▸ WORK REQUEST: Extract, from the records beneath this instruction, each line that contains the word "brown".
# # # #
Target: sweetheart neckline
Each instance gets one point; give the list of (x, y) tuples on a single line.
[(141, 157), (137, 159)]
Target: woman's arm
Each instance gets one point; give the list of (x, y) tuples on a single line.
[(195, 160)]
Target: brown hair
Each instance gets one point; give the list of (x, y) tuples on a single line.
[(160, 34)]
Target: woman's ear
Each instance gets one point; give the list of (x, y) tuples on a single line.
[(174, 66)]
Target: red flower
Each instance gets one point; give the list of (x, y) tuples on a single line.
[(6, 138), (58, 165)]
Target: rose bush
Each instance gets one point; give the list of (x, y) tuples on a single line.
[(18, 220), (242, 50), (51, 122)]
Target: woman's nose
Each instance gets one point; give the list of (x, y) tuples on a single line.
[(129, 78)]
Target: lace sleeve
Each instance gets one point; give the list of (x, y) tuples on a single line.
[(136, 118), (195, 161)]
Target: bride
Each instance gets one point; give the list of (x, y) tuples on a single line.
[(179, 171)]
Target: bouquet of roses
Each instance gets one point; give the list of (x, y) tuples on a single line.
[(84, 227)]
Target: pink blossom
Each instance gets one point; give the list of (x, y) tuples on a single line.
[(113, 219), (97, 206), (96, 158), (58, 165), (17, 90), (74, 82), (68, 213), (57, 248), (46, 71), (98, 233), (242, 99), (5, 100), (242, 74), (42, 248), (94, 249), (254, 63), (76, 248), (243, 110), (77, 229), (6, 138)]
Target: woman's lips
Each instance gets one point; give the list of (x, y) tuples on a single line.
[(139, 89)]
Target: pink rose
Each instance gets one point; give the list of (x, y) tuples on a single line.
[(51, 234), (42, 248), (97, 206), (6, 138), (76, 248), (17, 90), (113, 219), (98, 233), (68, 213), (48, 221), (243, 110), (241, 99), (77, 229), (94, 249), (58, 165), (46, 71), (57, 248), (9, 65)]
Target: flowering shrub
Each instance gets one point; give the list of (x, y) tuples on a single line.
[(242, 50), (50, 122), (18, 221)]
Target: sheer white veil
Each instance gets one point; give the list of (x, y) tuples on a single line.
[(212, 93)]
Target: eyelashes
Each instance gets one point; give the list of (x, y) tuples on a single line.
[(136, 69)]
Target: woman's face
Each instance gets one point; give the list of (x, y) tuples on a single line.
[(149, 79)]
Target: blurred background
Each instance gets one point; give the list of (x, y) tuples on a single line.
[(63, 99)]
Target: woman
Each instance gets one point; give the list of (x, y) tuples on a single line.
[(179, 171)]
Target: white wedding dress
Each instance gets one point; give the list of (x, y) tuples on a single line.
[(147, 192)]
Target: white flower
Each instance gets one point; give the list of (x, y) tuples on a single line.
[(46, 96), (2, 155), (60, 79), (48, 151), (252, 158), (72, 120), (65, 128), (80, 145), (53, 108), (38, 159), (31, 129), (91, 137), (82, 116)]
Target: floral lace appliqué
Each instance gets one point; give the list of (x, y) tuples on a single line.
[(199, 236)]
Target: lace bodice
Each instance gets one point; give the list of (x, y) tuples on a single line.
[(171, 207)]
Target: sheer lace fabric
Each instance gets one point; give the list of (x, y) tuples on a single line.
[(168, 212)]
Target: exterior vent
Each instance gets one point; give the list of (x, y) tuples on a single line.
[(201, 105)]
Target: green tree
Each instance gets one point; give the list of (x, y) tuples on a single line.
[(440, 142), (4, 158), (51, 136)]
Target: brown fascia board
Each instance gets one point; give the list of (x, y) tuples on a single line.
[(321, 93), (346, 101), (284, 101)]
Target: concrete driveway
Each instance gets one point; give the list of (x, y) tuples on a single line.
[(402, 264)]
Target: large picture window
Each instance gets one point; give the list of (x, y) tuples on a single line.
# # # #
▸ RESPONSE BOX:
Target: brown hair
Target: brown fascia board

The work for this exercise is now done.